• Consigne de l'exercice:
D'après le texte sur le référendum grec, de quoi l'effondrement économique déjà commencé en Grèce est-il la conséquence ? Répondez en une phrase, s'il vous plaît.

• Texte à lire:
....

Si on se fie à la communication des Institutions et des principaux chefs d’Etat de l’eurozone depuis l’annonce du référendum, voter Non c’est refuser l’euro, mais ce discours est à l’évidence pression sur la population grecque pour qu’elle vote Oui, il ne préjuge pas nécessairement de leur décision finale.

Si les chefs d’Etat choisissent l’option 1, c’est une austérité moindre pour les Grecs et au moins l’ouverture du processus de résolution de la crise – qui passe aussi douloureux que cela soit par une réduction de leur dette.

S’ils choisissent l’option 2, alors la Grèce fera défaut sur la partie de sa dette due aux Institutions européennes, arguant de l’injustice qui lui est faite au mépris des règles de l’UE. Elle deviendra un Etat relativement peu endetté et doté d’une nouvelle monnaie compétitive. Cependant, la période de transition risque d’être véritablement chaotique.

  • 10. Un effondrement économique de la Grèce est-il possible ?

Non seulement il est possible, mais il a commencé, conséquence de la fermeture des banques et du contrôle des capitaux imposé par les Institutions au gouvernement grec.

....

• Données affichées:
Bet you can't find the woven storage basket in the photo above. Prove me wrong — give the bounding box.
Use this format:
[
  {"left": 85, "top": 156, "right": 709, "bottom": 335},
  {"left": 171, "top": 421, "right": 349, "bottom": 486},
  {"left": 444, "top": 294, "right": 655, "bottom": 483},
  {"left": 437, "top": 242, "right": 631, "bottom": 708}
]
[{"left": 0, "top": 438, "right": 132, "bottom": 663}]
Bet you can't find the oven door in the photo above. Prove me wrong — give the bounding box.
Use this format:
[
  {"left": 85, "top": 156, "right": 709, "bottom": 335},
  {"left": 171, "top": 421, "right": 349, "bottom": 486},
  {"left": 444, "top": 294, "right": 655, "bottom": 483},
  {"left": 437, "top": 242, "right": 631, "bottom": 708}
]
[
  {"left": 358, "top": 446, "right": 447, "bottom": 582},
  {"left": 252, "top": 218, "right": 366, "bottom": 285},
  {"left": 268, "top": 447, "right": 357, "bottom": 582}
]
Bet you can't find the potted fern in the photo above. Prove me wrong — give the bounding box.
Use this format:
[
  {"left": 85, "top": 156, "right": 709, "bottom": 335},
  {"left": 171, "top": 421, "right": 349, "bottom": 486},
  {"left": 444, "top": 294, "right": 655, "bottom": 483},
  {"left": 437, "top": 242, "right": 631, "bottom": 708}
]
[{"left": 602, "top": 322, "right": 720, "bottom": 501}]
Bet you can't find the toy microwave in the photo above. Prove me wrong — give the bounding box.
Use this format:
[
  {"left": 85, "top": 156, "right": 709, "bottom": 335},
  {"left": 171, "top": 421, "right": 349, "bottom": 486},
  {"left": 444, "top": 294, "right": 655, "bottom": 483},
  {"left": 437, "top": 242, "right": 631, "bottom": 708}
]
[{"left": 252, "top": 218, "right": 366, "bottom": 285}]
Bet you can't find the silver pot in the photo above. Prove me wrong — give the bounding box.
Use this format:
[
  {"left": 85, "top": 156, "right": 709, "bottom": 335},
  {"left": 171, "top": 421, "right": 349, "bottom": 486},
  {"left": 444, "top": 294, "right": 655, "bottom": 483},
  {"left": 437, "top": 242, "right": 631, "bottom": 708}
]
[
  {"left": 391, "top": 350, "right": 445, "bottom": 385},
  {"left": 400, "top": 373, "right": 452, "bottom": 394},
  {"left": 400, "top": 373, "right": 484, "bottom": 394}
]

....

• Réponse écrite:
Il est la conséquence de la fermeture des banques et du contrôle des capitaux imposé par les Institutions au gouvernement grec.